— start Quoted passage —

Re: [igraph] Writing grapheme with weird characters

From: Tamas Nepusz
Subject: Re: [igraph] Writing grapheme with weird characters
Date: Mon, 17 Oct 2011 16:34:33 +0200
Hi Victor,

Technically, the CDATA tag is not required -- if the attribute values
contain characters like "<", ">", "&", "'" or the quotation mark itself,
igraph will escape them using a standard &-based escape sequence. All other
characters should be encoded in UTF-8 and igraph will print them as usual.
E.g., in Python:

>>> g= Graph()
>>> g["name"] = u"\u1234 < > & '"
>>> g.write_graphml("test.graphml")

yields the following GraphML file:

<?xml version="1.0" encoding="UTF-8"?>
<graphml xmlns="http://graphml.graphdrawing.org/xmlns";
<!-- Created by igraph -->
  <key id="name" for="graph" attr.name="name" attr.type="string"/>
  <graph id="G" edgedefault="undirected">
    <data key="name">ሴ &lt; &gt; &amp; &apos;</data>

where the first character of the attribute value is the Unicode character
with code 1234 (in hexadecimal). According to an XML validator at
http://www.validome.org/xml/validate/, the generated file is perfectly valid

Footnote: there is a catch when you load the GraphML file back into igraph
in Python. Since Python has a separate data type for Unicode strings and
"normal" strings, the "name" will be a standard string containing the
original string in UTF-8 encoded form, and you must convert it back to
Unicode manually as follows:

>>> g["name"] = g["name"].decode("utf-8")

— end Quoted passage —

= Stated exercise A =
In the igraph message about writing GraphML, reproduce the passage starting at "Technically, the CDATA" and ending at "them as usual.".
= Stated exercise B =
Answer these questions from the igraph message about GraphML characters:
(i) Which characters does igraph escape with a standard &-based escape sequence?
(ii) What is the code, in hexadecimal, of the Unicode character that begins the attribute value in the example?
(iii) After the GraphML file is loaded back into igraph in Python, what kind of string is the "name"?
= Stated exercise C =
Carry on writing the igraph message about GraphML characters, starting right after its last line.

— start Data listing —

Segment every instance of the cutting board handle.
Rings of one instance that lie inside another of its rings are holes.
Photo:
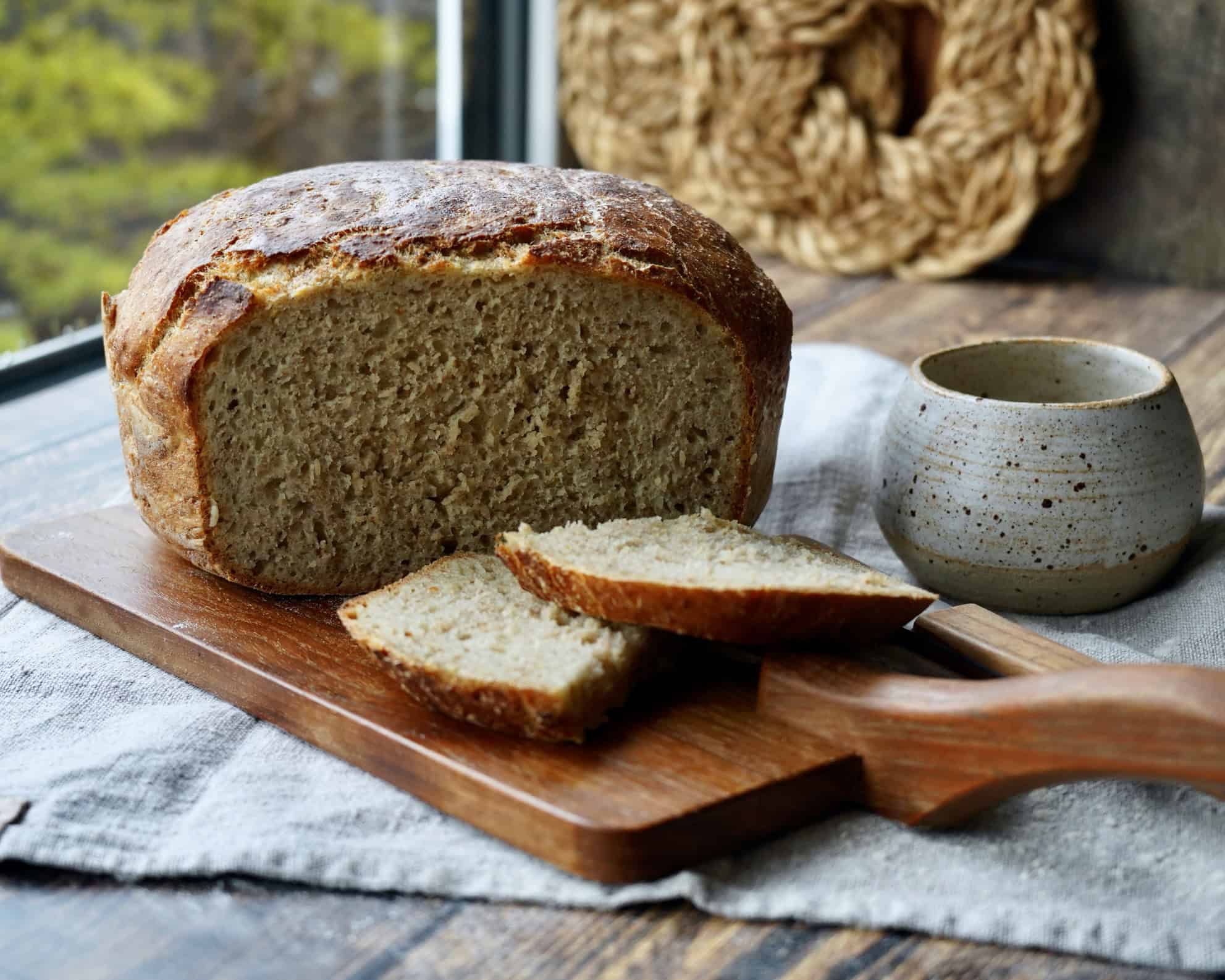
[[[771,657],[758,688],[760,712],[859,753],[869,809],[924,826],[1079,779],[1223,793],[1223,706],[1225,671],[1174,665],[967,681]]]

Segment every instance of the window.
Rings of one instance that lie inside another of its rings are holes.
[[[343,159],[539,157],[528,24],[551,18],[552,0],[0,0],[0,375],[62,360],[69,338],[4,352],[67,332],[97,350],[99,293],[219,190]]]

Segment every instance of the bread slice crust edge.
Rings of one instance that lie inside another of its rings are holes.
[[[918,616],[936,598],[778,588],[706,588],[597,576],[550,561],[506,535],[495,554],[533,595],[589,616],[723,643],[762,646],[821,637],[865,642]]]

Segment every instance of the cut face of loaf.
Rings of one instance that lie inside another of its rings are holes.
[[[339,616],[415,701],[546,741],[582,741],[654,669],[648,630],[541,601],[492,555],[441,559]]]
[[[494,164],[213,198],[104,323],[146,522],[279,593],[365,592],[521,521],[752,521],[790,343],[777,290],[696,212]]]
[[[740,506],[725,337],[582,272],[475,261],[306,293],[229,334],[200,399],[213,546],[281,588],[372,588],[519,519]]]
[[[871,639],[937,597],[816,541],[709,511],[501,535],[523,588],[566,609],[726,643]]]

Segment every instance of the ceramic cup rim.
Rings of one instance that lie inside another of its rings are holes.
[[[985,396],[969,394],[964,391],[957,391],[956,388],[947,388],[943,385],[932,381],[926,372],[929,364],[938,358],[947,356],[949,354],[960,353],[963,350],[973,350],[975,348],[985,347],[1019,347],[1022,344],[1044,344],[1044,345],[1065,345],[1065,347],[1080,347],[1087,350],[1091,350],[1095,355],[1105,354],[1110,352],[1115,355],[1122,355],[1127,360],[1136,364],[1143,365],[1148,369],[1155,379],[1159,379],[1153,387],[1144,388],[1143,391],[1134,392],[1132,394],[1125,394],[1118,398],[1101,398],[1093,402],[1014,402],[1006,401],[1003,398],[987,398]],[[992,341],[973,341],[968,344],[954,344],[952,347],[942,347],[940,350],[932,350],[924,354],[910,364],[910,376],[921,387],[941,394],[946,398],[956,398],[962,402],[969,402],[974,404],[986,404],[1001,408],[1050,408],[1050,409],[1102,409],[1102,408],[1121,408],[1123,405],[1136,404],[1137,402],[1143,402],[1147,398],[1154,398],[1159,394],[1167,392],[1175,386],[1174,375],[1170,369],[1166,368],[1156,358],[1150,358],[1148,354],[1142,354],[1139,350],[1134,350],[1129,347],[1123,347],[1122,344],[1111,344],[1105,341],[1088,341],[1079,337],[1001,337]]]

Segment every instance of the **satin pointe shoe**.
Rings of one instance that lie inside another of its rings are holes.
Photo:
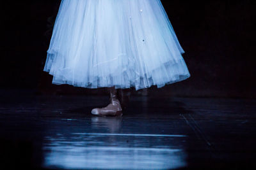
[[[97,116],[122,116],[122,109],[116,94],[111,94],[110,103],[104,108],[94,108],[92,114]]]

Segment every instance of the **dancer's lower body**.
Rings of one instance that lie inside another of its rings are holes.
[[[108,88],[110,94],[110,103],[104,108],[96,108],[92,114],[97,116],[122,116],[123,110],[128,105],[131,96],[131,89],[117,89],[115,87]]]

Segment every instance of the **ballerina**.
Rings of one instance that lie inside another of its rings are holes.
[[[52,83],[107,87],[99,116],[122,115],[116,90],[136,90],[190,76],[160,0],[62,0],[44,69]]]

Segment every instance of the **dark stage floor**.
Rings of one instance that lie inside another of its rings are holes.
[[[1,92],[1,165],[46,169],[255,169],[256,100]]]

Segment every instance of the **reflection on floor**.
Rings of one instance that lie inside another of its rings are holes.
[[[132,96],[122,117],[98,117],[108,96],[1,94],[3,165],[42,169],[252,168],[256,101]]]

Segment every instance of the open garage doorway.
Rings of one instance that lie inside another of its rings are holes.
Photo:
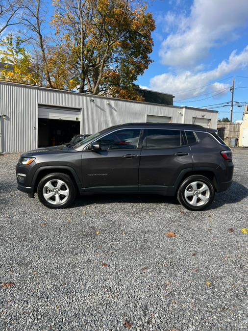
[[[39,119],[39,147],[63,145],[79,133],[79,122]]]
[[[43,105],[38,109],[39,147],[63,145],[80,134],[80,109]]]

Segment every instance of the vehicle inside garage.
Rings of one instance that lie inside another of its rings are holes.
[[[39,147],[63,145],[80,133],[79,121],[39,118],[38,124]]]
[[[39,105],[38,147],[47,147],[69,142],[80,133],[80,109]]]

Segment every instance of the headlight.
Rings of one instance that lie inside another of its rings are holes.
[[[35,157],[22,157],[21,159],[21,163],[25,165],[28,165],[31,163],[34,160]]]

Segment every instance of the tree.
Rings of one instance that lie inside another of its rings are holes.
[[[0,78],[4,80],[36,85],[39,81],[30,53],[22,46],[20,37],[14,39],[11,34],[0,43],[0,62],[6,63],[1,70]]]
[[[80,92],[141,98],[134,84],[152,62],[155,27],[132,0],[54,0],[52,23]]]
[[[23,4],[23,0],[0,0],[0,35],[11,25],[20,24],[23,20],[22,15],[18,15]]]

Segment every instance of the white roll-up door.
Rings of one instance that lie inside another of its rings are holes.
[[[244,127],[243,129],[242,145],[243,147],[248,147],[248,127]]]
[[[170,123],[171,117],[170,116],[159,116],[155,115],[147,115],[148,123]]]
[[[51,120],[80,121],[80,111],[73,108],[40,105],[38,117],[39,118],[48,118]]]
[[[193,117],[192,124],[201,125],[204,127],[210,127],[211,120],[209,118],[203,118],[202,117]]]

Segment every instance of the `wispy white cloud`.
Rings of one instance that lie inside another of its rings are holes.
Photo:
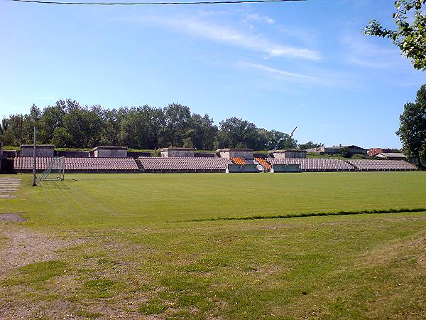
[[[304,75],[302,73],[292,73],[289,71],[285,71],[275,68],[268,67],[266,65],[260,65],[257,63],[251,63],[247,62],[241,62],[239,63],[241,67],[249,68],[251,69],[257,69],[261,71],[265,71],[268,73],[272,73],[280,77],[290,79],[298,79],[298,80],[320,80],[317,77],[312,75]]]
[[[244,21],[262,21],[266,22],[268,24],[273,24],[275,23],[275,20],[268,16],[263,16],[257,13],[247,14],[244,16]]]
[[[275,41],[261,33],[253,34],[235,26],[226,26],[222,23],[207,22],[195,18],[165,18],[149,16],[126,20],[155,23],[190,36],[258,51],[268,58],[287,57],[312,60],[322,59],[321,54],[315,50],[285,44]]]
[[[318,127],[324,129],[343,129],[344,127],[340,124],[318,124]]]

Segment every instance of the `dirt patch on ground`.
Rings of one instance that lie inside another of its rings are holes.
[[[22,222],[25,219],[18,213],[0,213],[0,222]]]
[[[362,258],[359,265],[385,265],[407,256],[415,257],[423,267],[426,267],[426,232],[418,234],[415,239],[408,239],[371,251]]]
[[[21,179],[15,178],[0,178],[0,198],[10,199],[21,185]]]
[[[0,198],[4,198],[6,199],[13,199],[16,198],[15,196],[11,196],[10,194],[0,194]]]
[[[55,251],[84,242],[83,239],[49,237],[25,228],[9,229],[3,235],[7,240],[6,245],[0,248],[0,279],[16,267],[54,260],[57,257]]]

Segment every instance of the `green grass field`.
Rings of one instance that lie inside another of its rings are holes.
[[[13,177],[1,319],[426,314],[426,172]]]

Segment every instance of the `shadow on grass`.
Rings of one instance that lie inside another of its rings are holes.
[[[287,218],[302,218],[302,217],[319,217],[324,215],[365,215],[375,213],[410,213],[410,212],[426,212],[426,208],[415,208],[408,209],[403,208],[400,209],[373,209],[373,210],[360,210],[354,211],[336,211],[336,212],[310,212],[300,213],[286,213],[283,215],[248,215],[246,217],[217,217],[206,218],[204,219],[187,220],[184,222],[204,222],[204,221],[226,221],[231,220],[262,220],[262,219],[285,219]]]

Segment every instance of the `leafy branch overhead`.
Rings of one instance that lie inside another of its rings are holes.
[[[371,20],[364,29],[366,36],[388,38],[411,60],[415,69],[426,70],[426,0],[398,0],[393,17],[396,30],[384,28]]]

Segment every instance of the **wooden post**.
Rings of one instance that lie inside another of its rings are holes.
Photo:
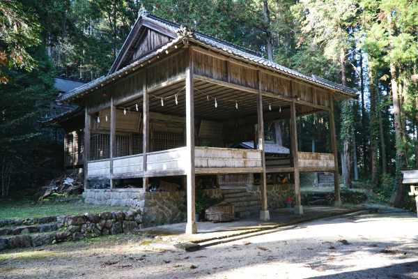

— end Data listing —

= Written answer A =
Technically, the CDATA tag is not required -- if the attribute values
contain characters like "<", ">", "&", "'" or the quotation mark itself,
igraph will escape them using a standard &-based escape sequence. All other
characters should be encoded in UTF-8 and igraph will print them as usual.

= Written answer B =
(i) "<", ">", "&", "'" and the quotation mark.
(ii) 1234.
(iii) A standard string containing the original string in UTF-8 encoded form.

= Written answer C =
>>> g["name"]
u"\u1234 < > & '"


On 10/17/2011 03:59 PM, Víctor Pascual Cid wrote:
> Hi all,
> I need to generate a GraphML which nodes contain some weird characters. The 
> way to deal with strange characters in XML is to use the tag CDATA. However, 
> I haven't seen this possibility with write.graph(g, format="graphml").
> Any hint or workaround to solve this problem?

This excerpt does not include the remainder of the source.